— Begin PAGE EXCERPT —

82.4 F
Mérida
Saturday, September 24, 2022

Remembering Queen Elizabeth’s 24 hours in Yucatán

Latest headlines

Lee Steele
Lee Steele
Lee Steele is the founding director of Roof Cat Media and has published Yucatán Magazine and other titles since 2012. Sign up for our weekly newsletters, so our best stories will appear in your inbox every Monday.
Queen Elizabeth II visits an ancient pyramid at Uxmal during her state visit to Mexico in 1975. Photo by Serge Lemoine / Getty Images

For 24 hours in early 1975, Yucatán was electrified by a visit from Queen Elizabeth II, who died today at age 96.

On Feb. 27 of that year, the sovereign arrived with her husband Prince Philip — who died in April 2021 — at the newly opened Mérida airport. There, she was received by President Luis Echeverría and Gov. Carlos Loret de Mola Mediz. They left their bags in a hotel in the Historic Center and headed for the ancient Mayan city of Uxmal.

A royal visit to Mérida begins at the city’s newly renovated airport in 1975. Photo: Diario de Yucatán

Once there, the queen walked slowly and delicately, amazed by the imposing pre-Hispanic buildings, while the international and national press took pictures from a respectful distance.

She was invited to inaugurate Uxmal’s light-and-sound show in the archaeological zone. Everything happened on the platform known as the Nunnery Quadrangle. The sovereign was tasked with raising the switch to begin the audiovisual montage based on “The Land of the Pheasant and the Deer” by Antonio Mediz Bolio.

Queen Elizabeth II and Prince Philip visit Uxmal during a trip to Mexico in 1975. Photo: Yucatán Al Minuto

A gala dinner was held there in honor of guests from the world of politics, business, and diplomatic affairs. Then suddenly, a gray cloud appeared out of nowhere.

An unexpected heavy downpour mobilized the presidential general staff, whose members quickly ran with umbrellas to protect the president and the governor. The guests and the journalists themselves sought shelter among the pre-Hispanic buildings so as not to get wet. But the sovereign stood in place, seeming not to care about the rain.

— End PAGE EXCERPT —
— Begin DATA PROVIDED —

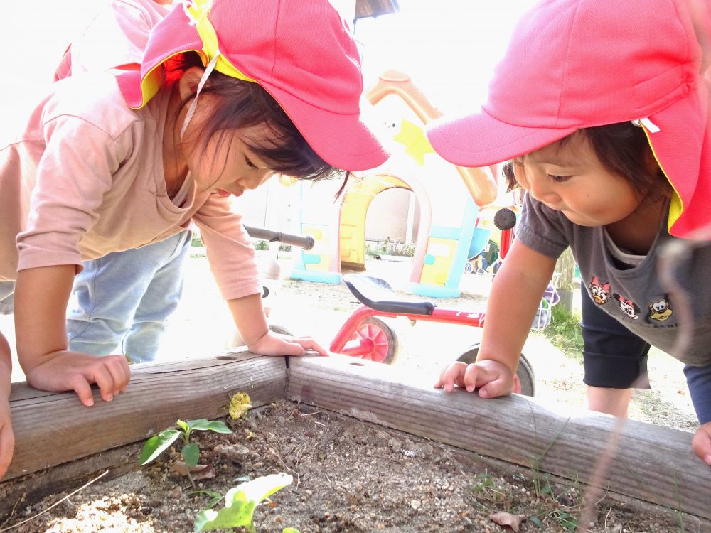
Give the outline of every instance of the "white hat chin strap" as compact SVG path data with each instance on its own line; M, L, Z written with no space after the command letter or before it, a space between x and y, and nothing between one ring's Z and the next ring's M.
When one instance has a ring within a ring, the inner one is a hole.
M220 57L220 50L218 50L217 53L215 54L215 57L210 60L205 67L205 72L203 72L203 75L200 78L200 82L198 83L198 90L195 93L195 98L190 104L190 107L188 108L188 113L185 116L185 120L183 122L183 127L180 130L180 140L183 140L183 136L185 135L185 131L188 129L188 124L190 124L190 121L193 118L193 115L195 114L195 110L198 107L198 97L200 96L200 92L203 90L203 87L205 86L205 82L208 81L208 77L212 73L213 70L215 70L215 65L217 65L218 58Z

— End DATA PROVIDED —
— Begin DATA PROVIDED —

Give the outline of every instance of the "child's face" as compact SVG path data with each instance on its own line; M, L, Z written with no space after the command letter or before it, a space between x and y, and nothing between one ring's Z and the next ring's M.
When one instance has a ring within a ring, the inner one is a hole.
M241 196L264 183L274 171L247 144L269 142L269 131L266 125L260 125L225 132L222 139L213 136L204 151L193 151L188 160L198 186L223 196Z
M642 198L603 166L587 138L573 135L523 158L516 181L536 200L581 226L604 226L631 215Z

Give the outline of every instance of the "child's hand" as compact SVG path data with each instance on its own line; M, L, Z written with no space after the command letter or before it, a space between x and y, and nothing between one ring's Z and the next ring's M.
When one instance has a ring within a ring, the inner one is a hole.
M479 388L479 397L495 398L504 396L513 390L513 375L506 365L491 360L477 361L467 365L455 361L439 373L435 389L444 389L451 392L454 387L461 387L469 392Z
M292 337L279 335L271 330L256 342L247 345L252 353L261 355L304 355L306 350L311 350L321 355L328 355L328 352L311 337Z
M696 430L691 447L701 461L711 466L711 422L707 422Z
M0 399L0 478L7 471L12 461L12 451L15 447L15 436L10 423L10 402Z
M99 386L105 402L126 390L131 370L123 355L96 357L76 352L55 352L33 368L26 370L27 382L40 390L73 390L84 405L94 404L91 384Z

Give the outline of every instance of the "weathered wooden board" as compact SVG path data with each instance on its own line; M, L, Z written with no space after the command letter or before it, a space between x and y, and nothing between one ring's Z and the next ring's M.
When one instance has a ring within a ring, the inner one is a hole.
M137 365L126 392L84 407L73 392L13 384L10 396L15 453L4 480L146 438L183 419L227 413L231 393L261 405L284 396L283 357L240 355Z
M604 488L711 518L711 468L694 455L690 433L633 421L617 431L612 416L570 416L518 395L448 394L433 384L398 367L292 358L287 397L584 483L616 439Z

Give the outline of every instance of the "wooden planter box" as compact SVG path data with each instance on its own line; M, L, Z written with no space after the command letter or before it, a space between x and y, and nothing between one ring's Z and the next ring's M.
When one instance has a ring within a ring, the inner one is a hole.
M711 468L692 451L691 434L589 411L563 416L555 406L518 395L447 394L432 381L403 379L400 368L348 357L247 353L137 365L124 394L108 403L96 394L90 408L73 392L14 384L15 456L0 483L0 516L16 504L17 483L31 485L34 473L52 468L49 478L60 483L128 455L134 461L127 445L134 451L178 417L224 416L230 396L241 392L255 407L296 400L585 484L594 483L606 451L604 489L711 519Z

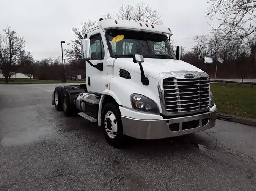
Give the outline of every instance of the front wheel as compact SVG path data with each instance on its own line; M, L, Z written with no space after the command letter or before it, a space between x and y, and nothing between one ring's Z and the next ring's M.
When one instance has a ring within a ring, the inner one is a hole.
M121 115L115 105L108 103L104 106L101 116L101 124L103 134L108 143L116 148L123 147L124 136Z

— End DATA PROVIDED —

**WHAT YOU NEED TO DO**:
[A] List each person whom the article on Queen Elizabeth's 1975 visit to Yucatán names as present during that visit.
[B] According to the article on Queen Elizabeth's visit to Yucatán, on which platform at Uxmal did the light-and-sound show inauguration take place?
[C] Summarize the article on Queen Elizabeth's visit to Yucatán in two sentences.

**RESPONSES TO THE TASKS**:
[A]
Queen Elizabeth II
Prince Philip
President Luis Echeverría
Gov. Carlos Loret de Mola Mediz

[B] The Nunnery Quadrangle.

[C] In February 1975, Queen Elizabeth II and Prince Philip spent 24 hours in Yucatán, arriving at the newly opened Mérida airport and then heading to the ancient Mayan city of Uxmal. There the queen inaugurated the light-and-sound show and attended a gala dinner, and when a sudden heavy downpour sent the other guests running for shelter, she stood in place, seeming not to care about the rain.